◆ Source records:
★ ★ ★
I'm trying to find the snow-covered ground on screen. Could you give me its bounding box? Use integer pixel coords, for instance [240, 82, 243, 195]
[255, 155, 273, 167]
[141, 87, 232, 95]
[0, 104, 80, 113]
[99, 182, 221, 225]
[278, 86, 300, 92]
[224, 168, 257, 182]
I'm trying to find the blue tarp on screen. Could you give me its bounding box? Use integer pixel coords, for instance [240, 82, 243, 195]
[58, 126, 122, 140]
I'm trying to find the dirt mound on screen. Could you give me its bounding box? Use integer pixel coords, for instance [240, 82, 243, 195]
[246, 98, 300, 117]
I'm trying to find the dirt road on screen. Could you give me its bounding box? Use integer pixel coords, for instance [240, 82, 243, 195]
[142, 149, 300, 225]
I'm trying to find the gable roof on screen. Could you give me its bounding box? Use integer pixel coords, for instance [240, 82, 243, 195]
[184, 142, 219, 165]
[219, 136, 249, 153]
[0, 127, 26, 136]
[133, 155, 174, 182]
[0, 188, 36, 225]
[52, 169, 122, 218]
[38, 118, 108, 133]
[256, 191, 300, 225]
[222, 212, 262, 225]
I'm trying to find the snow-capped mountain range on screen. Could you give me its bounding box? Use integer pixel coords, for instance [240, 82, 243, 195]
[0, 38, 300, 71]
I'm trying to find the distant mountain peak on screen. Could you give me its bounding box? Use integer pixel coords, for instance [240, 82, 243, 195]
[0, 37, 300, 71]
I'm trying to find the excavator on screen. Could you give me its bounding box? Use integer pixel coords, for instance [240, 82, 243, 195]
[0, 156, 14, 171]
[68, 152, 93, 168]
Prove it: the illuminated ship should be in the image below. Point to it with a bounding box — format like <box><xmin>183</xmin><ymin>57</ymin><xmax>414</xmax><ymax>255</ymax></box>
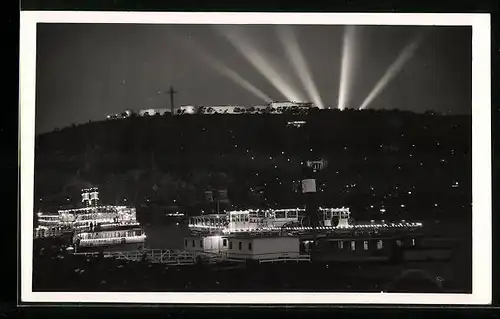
<box><xmin>34</xmin><ymin>188</ymin><xmax>146</xmax><ymax>250</ymax></box>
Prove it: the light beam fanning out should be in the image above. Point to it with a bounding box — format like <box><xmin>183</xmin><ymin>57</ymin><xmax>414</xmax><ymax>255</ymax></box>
<box><xmin>338</xmin><ymin>25</ymin><xmax>356</xmax><ymax>110</ymax></box>
<box><xmin>182</xmin><ymin>38</ymin><xmax>272</xmax><ymax>103</ymax></box>
<box><xmin>277</xmin><ymin>26</ymin><xmax>324</xmax><ymax>108</ymax></box>
<box><xmin>217</xmin><ymin>27</ymin><xmax>303</xmax><ymax>101</ymax></box>
<box><xmin>359</xmin><ymin>34</ymin><xmax>424</xmax><ymax>110</ymax></box>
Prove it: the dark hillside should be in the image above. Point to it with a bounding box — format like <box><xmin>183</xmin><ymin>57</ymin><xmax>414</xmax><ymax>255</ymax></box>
<box><xmin>35</xmin><ymin>110</ymin><xmax>471</xmax><ymax>219</ymax></box>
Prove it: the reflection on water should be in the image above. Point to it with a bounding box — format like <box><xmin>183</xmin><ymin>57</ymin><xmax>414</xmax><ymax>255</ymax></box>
<box><xmin>144</xmin><ymin>223</ymin><xmax>189</xmax><ymax>249</ymax></box>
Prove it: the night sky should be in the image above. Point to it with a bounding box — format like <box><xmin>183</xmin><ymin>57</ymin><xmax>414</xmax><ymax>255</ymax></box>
<box><xmin>36</xmin><ymin>24</ymin><xmax>472</xmax><ymax>133</ymax></box>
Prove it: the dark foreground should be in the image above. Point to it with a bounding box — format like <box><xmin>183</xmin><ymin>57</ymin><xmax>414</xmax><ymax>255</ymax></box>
<box><xmin>33</xmin><ymin>239</ymin><xmax>470</xmax><ymax>293</ymax></box>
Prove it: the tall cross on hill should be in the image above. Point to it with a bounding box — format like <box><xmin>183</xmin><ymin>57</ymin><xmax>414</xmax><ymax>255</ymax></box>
<box><xmin>168</xmin><ymin>86</ymin><xmax>177</xmax><ymax>115</ymax></box>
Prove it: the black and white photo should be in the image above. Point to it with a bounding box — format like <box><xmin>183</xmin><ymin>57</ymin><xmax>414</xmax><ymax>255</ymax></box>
<box><xmin>20</xmin><ymin>12</ymin><xmax>492</xmax><ymax>304</ymax></box>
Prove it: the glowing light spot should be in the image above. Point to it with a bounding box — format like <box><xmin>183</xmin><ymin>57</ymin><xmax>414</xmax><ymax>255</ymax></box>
<box><xmin>338</xmin><ymin>26</ymin><xmax>356</xmax><ymax>110</ymax></box>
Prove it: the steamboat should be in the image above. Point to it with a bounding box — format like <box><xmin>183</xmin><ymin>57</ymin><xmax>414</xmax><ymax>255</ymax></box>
<box><xmin>184</xmin><ymin>161</ymin><xmax>456</xmax><ymax>263</ymax></box>
<box><xmin>34</xmin><ymin>188</ymin><xmax>146</xmax><ymax>251</ymax></box>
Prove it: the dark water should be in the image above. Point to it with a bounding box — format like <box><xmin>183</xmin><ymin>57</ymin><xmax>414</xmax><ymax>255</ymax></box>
<box><xmin>144</xmin><ymin>223</ymin><xmax>189</xmax><ymax>249</ymax></box>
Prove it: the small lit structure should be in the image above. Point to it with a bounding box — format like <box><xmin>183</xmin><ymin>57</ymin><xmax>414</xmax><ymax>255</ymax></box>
<box><xmin>138</xmin><ymin>109</ymin><xmax>170</xmax><ymax>116</ymax></box>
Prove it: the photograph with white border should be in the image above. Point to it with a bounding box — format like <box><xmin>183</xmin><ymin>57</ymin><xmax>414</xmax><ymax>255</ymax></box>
<box><xmin>19</xmin><ymin>11</ymin><xmax>492</xmax><ymax>305</ymax></box>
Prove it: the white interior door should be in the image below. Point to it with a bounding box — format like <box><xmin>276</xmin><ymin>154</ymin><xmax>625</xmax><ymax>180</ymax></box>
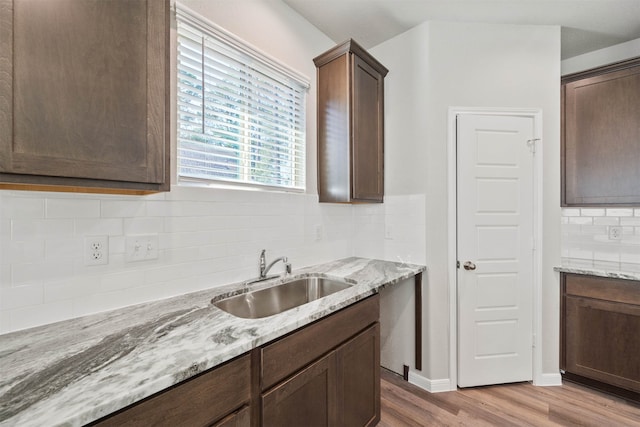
★ ★ ★
◆ TASK PROMPT:
Restate the stretch of records above from the line containing "I'm trying to find the blue" through the line containing "[0, 38, 300, 71]", keeping the requests, and offset every bounding-box coordinate in the answers by 113.

◆ FINISHED EXERCISE:
I'm trying to find the blue tarp on screen. Could you give me its bounding box? Use integer pixel coords, for instance [240, 82, 243, 195]
[171, 239, 235, 253]
I'm trying to find the dirt mound on screen. Could you give me its bounding box? Use integer pixel coords, for instance [240, 82, 243, 195]
[359, 211, 413, 230]
I'm trying to find the dirt road on screen. Could you give me its bounding box? Use integer pixel coords, for instance [240, 82, 243, 195]
[255, 262, 413, 338]
I'm trying to find the gable roof on screen. Could you give me its bounding box? Use integer pixel coords, for instance [240, 82, 243, 195]
[297, 255, 332, 278]
[332, 249, 362, 266]
[113, 240, 139, 249]
[246, 268, 287, 295]
[113, 301, 149, 338]
[165, 282, 235, 331]
[151, 231, 221, 246]
[369, 304, 413, 338]
[335, 325, 375, 338]
I'm trying to find the snow-capped mountain range on screen. Could you give me its bounding box? Use integer pixel coords, for instance [240, 82, 243, 195]
[113, 151, 413, 184]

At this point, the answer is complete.